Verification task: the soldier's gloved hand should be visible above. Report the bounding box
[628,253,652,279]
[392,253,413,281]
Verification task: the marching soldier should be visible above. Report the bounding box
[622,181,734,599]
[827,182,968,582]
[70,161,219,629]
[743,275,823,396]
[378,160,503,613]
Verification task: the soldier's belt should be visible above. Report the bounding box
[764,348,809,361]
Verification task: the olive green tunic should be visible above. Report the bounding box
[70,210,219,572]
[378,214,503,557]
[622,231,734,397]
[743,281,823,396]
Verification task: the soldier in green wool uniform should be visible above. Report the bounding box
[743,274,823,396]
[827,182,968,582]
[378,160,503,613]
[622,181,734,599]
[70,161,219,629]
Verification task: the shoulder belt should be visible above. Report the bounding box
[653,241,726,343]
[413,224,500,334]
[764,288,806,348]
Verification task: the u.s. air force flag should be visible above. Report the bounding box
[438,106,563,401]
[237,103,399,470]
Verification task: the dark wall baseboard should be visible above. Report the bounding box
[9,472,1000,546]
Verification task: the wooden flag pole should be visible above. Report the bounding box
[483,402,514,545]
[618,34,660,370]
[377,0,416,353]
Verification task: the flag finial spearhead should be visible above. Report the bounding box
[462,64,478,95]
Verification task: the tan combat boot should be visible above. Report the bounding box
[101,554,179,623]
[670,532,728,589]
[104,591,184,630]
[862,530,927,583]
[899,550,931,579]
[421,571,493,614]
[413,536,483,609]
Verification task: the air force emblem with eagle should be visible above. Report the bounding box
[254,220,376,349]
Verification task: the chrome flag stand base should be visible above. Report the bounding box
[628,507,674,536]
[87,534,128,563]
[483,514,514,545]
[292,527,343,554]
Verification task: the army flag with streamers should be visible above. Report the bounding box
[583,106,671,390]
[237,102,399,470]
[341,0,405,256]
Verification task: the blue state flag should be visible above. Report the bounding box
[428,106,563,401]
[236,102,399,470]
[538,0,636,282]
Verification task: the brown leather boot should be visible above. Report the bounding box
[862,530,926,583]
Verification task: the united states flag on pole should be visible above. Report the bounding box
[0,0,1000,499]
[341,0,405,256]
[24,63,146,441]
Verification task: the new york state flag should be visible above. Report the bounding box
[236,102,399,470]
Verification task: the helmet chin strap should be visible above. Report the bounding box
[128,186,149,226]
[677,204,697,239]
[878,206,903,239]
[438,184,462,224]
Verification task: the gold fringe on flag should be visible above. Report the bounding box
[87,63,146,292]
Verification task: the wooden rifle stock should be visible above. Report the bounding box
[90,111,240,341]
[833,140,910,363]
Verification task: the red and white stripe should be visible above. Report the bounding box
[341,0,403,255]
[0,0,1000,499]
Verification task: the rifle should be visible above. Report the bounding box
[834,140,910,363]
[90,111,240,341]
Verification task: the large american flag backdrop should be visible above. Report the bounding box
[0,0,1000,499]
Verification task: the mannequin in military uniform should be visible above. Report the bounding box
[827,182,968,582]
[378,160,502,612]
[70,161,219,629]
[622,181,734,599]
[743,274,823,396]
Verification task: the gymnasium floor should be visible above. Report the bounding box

________

● WHAT IS EXPECTED:
Please rewrite the entire listing above as a numbered list, leaving out any blank lines.

● SOLUTION FOR THIS EXERCISE:
1. Verification task: the soldier's gloved hand should be visible above. Report the bounding box
2. [628,253,652,279]
3. [392,253,413,281]
4. Verification task: the marching soldier should be visible above. Report the bounding box
5. [622,181,734,599]
6. [827,182,968,582]
7. [70,161,219,629]
8. [743,275,823,396]
9. [378,160,503,613]
10. Verification task: the soldier's belt should be visible above. Report the bounding box
11. [764,348,809,361]
12. Verification task: the olive green tunic should be visible above. Report the bounding box
13. [70,210,219,572]
14. [378,214,503,557]
15. [622,231,734,397]
16. [743,281,823,396]
17. Verification task: the soldier in green wool uniform should be visible above. Report the bounding box
18. [743,274,823,396]
19. [827,182,968,582]
20. [378,160,503,613]
21. [622,181,734,599]
22. [70,161,219,629]
23. Verification task: the shoulder belt should be visible above. Report the bounding box
24. [653,241,726,343]
25. [413,224,500,334]
26. [764,288,806,348]
27. Verification task: the u.s. air force flag should be visible above. Report the bounding box
28. [438,106,563,401]
29. [237,103,399,470]
30. Verification task: the dark wall baseboard should be visible above. Report the bounding box
31. [9,472,1000,546]
32. Verification task: the wooden flag pole should be visible above. Report the bounding box
33. [483,402,514,545]
34. [618,34,660,370]
35. [377,0,416,353]
36. Verification task: the flag finial spearhead should be visible above. Report the bounding box
37. [462,64,478,95]
38. Verification task: the tan combat boot should be visible above. Report the bounding box
39. [101,554,179,623]
40. [670,532,728,589]
41. [104,591,184,630]
42. [862,530,927,583]
43. [899,550,931,579]
44. [421,571,493,614]
45. [413,536,483,609]
46. Verification task: the air force emblem with eagle should be visible above. Report the bounding box
47. [254,220,376,349]
48. Verification task: the chrome flag stand base should be visible above. Report the bounding box
49. [628,507,674,536]
50. [87,534,128,563]
51. [483,514,514,545]
52. [292,527,343,554]
53. Verification task: the army flag with streamers should be visible above. Report the bounding box
54. [583,106,671,390]
55. [237,102,399,470]
56. [341,0,405,256]
57. Verification task: the blue state flag should be visible above. Report the bounding box
58. [428,106,563,401]
59. [236,102,399,470]
60. [538,0,636,282]
61. Verification task: the brown leather boot should be visible above. Report the bounding box
62. [862,530,926,583]
63. Verification task: the united states flag on pole should be visible above. Report the bounding box
64. [0,0,1000,499]
65. [341,0,405,256]
66. [24,63,146,441]
67. Verification task: the new york state flag should be visible above. Report the bounding box
68. [236,102,399,470]
69. Verification task: the helmet chin strap should be visible above. Report the bounding box
70. [128,186,149,226]
71. [677,204,697,239]
72. [878,206,903,239]
73. [438,184,462,224]
74. Verification task: the gold fringe on flag should be visible above. Report the bounding box
75. [87,63,146,292]
76. Verification task: the wooden rifle stock should be visible above. Report the bounding box
77. [90,111,240,341]
78. [833,140,910,363]
79. Verification task: the red and white stripe should be visible above. Report the bounding box
80. [341,0,403,255]
81. [0,0,1000,499]
82. Verification task: the rifle should be visible above. Report the bounding box
83. [834,140,910,363]
84. [90,111,240,341]
85. Verification task: the large american flag backdrop should be visible above. Report the bounding box
86. [0,0,1000,499]
87. Verification task: the mannequin in military uniform should be visible above. Report the bounding box
88. [827,182,968,582]
89. [378,160,502,612]
90. [70,161,219,629]
91. [622,181,734,599]
92. [743,274,823,396]
93. Verification task: the gymnasium floor should be visible above. Report the bounding box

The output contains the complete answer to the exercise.